• **Request**
Write out everything in the data from the line containing "point: white wall" down to the end of the data, reproducing each line verbatim.

• **Task material**

++++++++++++++++++++

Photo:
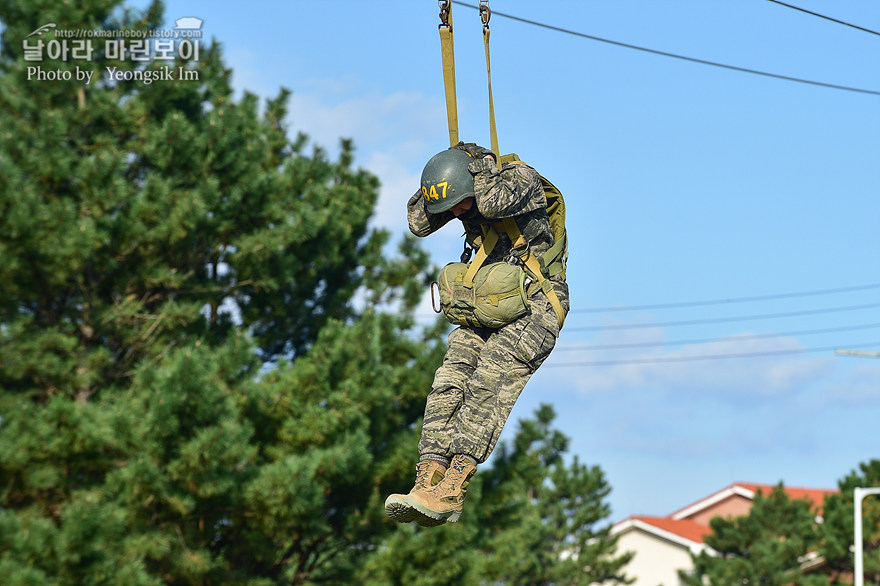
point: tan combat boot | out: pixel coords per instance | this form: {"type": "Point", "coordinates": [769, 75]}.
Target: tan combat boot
{"type": "Point", "coordinates": [428, 474]}
{"type": "Point", "coordinates": [444, 501]}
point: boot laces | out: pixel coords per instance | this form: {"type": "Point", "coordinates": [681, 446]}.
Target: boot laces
{"type": "Point", "coordinates": [454, 476]}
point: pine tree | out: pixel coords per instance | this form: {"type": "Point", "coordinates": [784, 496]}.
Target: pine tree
{"type": "Point", "coordinates": [530, 519]}
{"type": "Point", "coordinates": [764, 548]}
{"type": "Point", "coordinates": [197, 384]}
{"type": "Point", "coordinates": [168, 252]}
{"type": "Point", "coordinates": [837, 528]}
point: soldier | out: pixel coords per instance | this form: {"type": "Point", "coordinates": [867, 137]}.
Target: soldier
{"type": "Point", "coordinates": [484, 369]}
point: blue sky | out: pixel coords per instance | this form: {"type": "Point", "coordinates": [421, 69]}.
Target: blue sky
{"type": "Point", "coordinates": [684, 183]}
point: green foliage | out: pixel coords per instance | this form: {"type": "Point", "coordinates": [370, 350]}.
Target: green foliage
{"type": "Point", "coordinates": [838, 525]}
{"type": "Point", "coordinates": [198, 382]}
{"type": "Point", "coordinates": [530, 519]}
{"type": "Point", "coordinates": [765, 547]}
{"type": "Point", "coordinates": [780, 541]}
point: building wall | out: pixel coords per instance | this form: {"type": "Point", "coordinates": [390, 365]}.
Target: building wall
{"type": "Point", "coordinates": [656, 561]}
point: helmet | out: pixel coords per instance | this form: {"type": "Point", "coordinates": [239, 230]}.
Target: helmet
{"type": "Point", "coordinates": [446, 180]}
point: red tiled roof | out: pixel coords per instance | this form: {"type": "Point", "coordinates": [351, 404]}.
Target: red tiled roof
{"type": "Point", "coordinates": [690, 530]}
{"type": "Point", "coordinates": [815, 495]}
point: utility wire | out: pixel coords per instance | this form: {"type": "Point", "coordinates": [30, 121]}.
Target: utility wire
{"type": "Point", "coordinates": [673, 55]}
{"type": "Point", "coordinates": [681, 304]}
{"type": "Point", "coordinates": [867, 30]}
{"type": "Point", "coordinates": [695, 322]}
{"type": "Point", "coordinates": [695, 358]}
{"type": "Point", "coordinates": [583, 347]}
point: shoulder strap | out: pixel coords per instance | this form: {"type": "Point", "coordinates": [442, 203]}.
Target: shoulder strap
{"type": "Point", "coordinates": [534, 268]}
{"type": "Point", "coordinates": [489, 241]}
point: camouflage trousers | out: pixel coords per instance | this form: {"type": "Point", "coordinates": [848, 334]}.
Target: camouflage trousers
{"type": "Point", "coordinates": [482, 375]}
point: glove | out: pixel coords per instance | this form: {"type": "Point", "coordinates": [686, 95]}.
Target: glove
{"type": "Point", "coordinates": [475, 150]}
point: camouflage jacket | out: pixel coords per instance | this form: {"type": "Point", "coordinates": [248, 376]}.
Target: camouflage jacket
{"type": "Point", "coordinates": [514, 191]}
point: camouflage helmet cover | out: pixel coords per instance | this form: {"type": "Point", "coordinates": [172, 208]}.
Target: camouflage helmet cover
{"type": "Point", "coordinates": [446, 180]}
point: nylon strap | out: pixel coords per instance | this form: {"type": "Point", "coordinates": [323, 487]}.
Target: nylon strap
{"type": "Point", "coordinates": [534, 267]}
{"type": "Point", "coordinates": [489, 241]}
{"type": "Point", "coordinates": [493, 131]}
{"type": "Point", "coordinates": [448, 54]}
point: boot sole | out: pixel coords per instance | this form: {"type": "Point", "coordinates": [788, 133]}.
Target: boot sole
{"type": "Point", "coordinates": [437, 517]}
{"type": "Point", "coordinates": [402, 511]}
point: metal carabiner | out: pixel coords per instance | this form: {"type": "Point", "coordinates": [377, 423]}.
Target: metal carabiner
{"type": "Point", "coordinates": [444, 13]}
{"type": "Point", "coordinates": [436, 300]}
{"type": "Point", "coordinates": [485, 12]}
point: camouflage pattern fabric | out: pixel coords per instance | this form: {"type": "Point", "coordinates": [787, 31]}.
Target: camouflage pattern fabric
{"type": "Point", "coordinates": [482, 375]}
{"type": "Point", "coordinates": [485, 370]}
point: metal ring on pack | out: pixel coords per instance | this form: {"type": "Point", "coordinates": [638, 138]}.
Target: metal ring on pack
{"type": "Point", "coordinates": [433, 301]}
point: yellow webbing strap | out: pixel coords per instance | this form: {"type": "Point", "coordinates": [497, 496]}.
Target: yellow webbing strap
{"type": "Point", "coordinates": [448, 53]}
{"type": "Point", "coordinates": [534, 267]}
{"type": "Point", "coordinates": [493, 131]}
{"type": "Point", "coordinates": [489, 241]}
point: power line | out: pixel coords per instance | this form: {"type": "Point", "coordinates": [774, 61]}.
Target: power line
{"type": "Point", "coordinates": [867, 30]}
{"type": "Point", "coordinates": [673, 55]}
{"type": "Point", "coordinates": [696, 322]}
{"type": "Point", "coordinates": [629, 345]}
{"type": "Point", "coordinates": [681, 304]}
{"type": "Point", "coordinates": [695, 358]}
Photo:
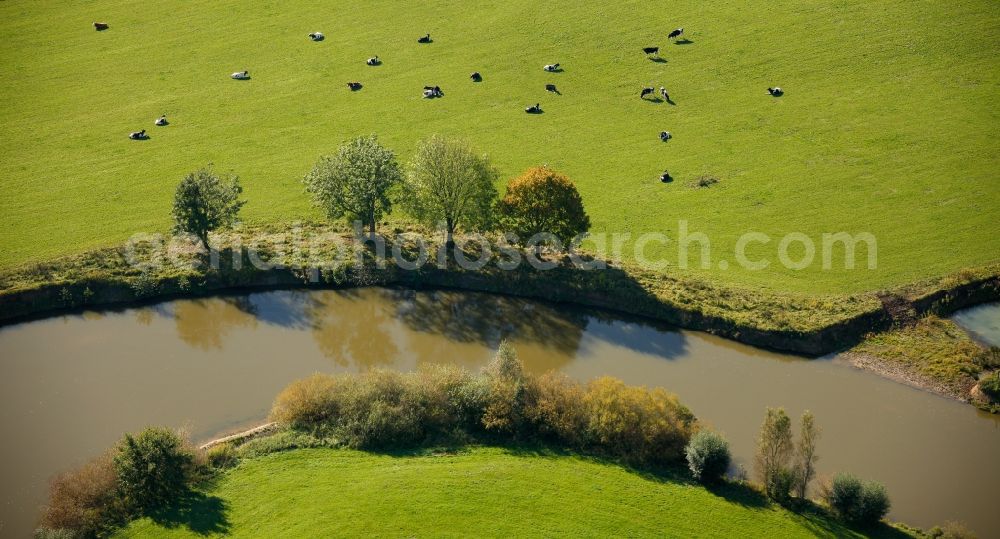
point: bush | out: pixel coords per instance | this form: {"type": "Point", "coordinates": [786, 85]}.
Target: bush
{"type": "Point", "coordinates": [383, 409]}
{"type": "Point", "coordinates": [153, 467]}
{"type": "Point", "coordinates": [309, 402]}
{"type": "Point", "coordinates": [82, 501]}
{"type": "Point", "coordinates": [990, 385]}
{"type": "Point", "coordinates": [637, 424]}
{"type": "Point", "coordinates": [222, 456]}
{"type": "Point", "coordinates": [708, 456]}
{"type": "Point", "coordinates": [856, 501]}
{"type": "Point", "coordinates": [557, 410]}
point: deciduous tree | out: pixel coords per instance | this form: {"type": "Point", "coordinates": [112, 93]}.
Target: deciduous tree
{"type": "Point", "coordinates": [204, 202]}
{"type": "Point", "coordinates": [356, 182]}
{"type": "Point", "coordinates": [449, 182]}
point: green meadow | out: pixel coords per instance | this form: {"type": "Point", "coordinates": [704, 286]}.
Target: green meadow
{"type": "Point", "coordinates": [889, 124]}
{"type": "Point", "coordinates": [479, 492]}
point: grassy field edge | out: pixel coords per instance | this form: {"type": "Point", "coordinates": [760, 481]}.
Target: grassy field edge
{"type": "Point", "coordinates": [475, 490]}
{"type": "Point", "coordinates": [803, 324]}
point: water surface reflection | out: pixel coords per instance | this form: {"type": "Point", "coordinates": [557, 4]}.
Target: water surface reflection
{"type": "Point", "coordinates": [73, 384]}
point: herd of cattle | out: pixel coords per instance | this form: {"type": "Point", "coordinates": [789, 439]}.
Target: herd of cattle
{"type": "Point", "coordinates": [431, 92]}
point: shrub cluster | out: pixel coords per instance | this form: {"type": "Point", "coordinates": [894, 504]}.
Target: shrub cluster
{"type": "Point", "coordinates": [385, 409]}
{"type": "Point", "coordinates": [990, 385]}
{"type": "Point", "coordinates": [143, 472]}
{"type": "Point", "coordinates": [708, 456]}
{"type": "Point", "coordinates": [858, 502]}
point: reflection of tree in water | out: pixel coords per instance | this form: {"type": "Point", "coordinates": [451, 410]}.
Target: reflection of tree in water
{"type": "Point", "coordinates": [351, 327]}
{"type": "Point", "coordinates": [486, 319]}
{"type": "Point", "coordinates": [203, 323]}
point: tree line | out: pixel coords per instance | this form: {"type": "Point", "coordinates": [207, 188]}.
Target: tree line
{"type": "Point", "coordinates": [445, 182]}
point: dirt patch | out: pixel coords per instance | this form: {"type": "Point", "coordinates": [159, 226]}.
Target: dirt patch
{"type": "Point", "coordinates": [903, 374]}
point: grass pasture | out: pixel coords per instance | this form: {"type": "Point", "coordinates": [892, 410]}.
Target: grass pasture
{"type": "Point", "coordinates": [481, 492]}
{"type": "Point", "coordinates": [889, 124]}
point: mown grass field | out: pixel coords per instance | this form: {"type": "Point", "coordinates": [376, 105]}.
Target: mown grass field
{"type": "Point", "coordinates": [481, 492]}
{"type": "Point", "coordinates": [888, 125]}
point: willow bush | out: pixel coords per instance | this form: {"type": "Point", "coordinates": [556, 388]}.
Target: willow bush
{"type": "Point", "coordinates": [503, 403]}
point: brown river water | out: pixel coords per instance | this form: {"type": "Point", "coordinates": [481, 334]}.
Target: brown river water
{"type": "Point", "coordinates": [73, 384]}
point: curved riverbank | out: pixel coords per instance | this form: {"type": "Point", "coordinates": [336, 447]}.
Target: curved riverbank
{"type": "Point", "coordinates": [219, 361]}
{"type": "Point", "coordinates": [801, 324]}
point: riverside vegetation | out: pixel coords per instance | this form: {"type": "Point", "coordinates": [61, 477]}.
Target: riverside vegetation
{"type": "Point", "coordinates": [442, 431]}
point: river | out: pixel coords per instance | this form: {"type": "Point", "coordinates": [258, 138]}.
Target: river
{"type": "Point", "coordinates": [73, 384]}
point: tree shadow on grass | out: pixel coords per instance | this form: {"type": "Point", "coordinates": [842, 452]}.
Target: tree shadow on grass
{"type": "Point", "coordinates": [196, 511]}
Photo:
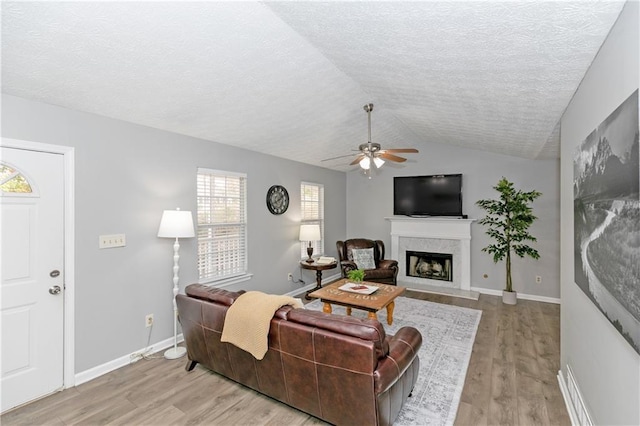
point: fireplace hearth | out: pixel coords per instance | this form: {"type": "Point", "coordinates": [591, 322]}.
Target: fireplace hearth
{"type": "Point", "coordinates": [432, 266]}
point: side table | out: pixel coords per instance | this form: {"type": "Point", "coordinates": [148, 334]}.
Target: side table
{"type": "Point", "coordinates": [314, 266]}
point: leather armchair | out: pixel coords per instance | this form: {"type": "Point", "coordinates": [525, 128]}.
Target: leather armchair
{"type": "Point", "coordinates": [386, 271]}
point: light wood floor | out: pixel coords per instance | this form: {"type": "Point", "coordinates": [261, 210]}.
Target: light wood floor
{"type": "Point", "coordinates": [511, 380]}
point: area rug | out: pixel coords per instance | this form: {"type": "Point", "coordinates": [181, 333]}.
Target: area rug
{"type": "Point", "coordinates": [448, 333]}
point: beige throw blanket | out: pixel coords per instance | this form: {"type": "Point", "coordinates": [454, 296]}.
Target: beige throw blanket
{"type": "Point", "coordinates": [249, 317]}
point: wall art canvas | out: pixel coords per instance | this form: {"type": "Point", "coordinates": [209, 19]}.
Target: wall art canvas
{"type": "Point", "coordinates": [606, 178]}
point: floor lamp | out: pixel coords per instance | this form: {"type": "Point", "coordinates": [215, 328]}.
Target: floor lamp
{"type": "Point", "coordinates": [176, 224]}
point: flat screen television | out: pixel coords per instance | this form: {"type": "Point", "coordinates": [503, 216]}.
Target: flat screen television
{"type": "Point", "coordinates": [434, 195]}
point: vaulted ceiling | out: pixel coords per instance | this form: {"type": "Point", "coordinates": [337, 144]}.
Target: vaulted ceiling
{"type": "Point", "coordinates": [290, 79]}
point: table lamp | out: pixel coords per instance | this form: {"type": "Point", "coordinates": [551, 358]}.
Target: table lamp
{"type": "Point", "coordinates": [310, 233]}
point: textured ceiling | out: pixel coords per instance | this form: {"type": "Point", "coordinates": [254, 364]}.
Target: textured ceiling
{"type": "Point", "coordinates": [290, 78]}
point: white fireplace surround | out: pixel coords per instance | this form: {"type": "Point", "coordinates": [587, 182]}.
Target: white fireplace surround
{"type": "Point", "coordinates": [438, 235]}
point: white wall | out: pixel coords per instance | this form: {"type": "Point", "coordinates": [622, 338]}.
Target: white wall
{"type": "Point", "coordinates": [126, 175]}
{"type": "Point", "coordinates": [369, 201]}
{"type": "Point", "coordinates": [606, 367]}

++++++++++++++++++++

• **Answer for the task**
point: white wall | out: pixel coords per instance | this form: {"type": "Point", "coordinates": [622, 338]}.
Target: white wall
{"type": "Point", "coordinates": [126, 175]}
{"type": "Point", "coordinates": [369, 201]}
{"type": "Point", "coordinates": [606, 367]}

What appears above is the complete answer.